Reading passage
One report suggests that the South African economy could have grown by up to 7% last year had it not been cauterised by the effects of power cuts.

While there has been a temporary relief from severe blackouts in the form of lower stages of power cuts in recent weeks, the question remains: will the lights stay on? In the first five months of 2023 alone, over 13 gigawatts were shed, surpassing the total for the entire year of 2022.

As winter continues for at least another two months, people are asking Government for a sustainable solution to this energy crisis.

Speaking on the podcast No Ordinary Wednesday on Investec Focus Radio SA, experts Herbert Kharivhe and Ross Krige, equity analysts at Investec, shed some welcome light on the loadshedding outlook and the factors influencing its availability in the coming months.

Loadshedding: a fragile respite

Both Kharivhe and Krige agreed that despite recent improvements, where the severity of power cuts has been reduced, it was too soon to celebrate though, highlighting the inherent unpredictability of the power situation.

Kharivhe traced the problem back to the 1990s and 2000s when the country failed to invest in timely generation capacity.


Herbert Kharivhe
Herbert Kharivhe, Equity analyst: Gold mining, petrochemicals, oil and gas

This lack of new infrastructure forced existing plants to operate at maximum capacity, leading to neglect in maintenance. With outdated equipment and insufficient maintenance, the energy availability factor (EAF) plummeted to a meagre 49%, far below the target of 75%


The pair said EAF, which measures the availability of Eskom units to produce energy needed to improve including the replacement of boilers and turbines.

 However, the lack of maintenance and the presence of other rogue elements contributed to persistently low factor.

Recorded information
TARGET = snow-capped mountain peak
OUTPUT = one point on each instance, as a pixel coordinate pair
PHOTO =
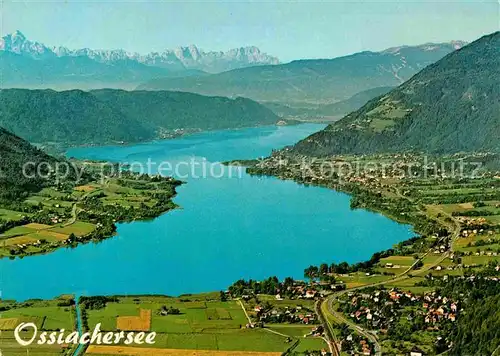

Task prompt
Pick up the article on South Africa's power cuts after its last sentence and carry it forward. The material has no connection to the text on South Africa's power cuts.

Answer
Investing in power generation

While Eskom faces significant funding constraints, both agreed there was now a more favourable environment for private sector investment. Major banks are keen on funding renewable energy projects, which align with their return objectives and environmental, social, and governance (ESG) targets. The potential capital spending for large-scale projects and household/commercial solar projects is estimated to exceed 300 billion rand in the next two and a half years, presenting significant funding opportunities.

 Kharivhe and Krige both acknowledge the delayed impact of increased self-generation but noted recent progress.

 The removal of the cap on private sector generation has accelerated the registration of projects, with an estimated 10 gigawatts of private sector capacity expected to be operational by the end of 2025. This surge in private power generation, including rooftop solar installations, is expected to contribute to a more competitive electricity market and potentially alleviate some of the load shedding challenges.

Critical to success is the importance of political will in addressing the energy crisis. Both argued that the slow rollout of large-scale renewable projects is primarily attributed to political factors and differing ideologies within the government.

Looking ahead, the pair cautiously predicted that load shedding might reduce to stage one or two within the next 24 months.